Reproduce every line of the records below, requests included, and scale each coordinate in the answers by 1.65, rounding to the nearest whole number with halves rounded up.

→ **EXERCISE INPUTS**
____________________

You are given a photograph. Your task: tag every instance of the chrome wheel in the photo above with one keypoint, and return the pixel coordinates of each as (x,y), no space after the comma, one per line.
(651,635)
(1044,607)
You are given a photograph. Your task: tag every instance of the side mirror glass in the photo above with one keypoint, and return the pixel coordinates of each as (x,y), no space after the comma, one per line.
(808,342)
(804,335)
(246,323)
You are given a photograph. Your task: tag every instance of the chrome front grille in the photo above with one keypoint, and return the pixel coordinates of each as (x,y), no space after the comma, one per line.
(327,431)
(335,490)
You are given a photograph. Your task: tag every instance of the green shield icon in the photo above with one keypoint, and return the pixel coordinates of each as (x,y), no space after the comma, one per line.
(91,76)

____________________

→ **CORRECT RESPONSE**
You are given a photograph. Your task: tag every instance of the chrome wheel in the photo above with one keypoint, and return the pixel coordinates of each as (x,y), no space after the comma, one per line.
(1074,1048)
(1723,1002)
You are given a photograph. Your task: tag every instance of the side mirror glass in the photo above with one keypoint, and return the pixel coordinates of each as (x,y), no space after the comma, one per line.
(1333,564)
(1327,553)
(406,533)
You are given a photograph. Your task: tag every instance of the chrome front grille in the photo above with one keypoint, and return the pixel coordinates of each as (x,y), no space after the comma, one per line.
(540,711)
(553,809)
You are given a photograph. Your task: tag every instance of the green shield icon in the photo above with one keypoint, and return the pixel coordinates of each as (x,y), no space after the comma, one per line.
(150,125)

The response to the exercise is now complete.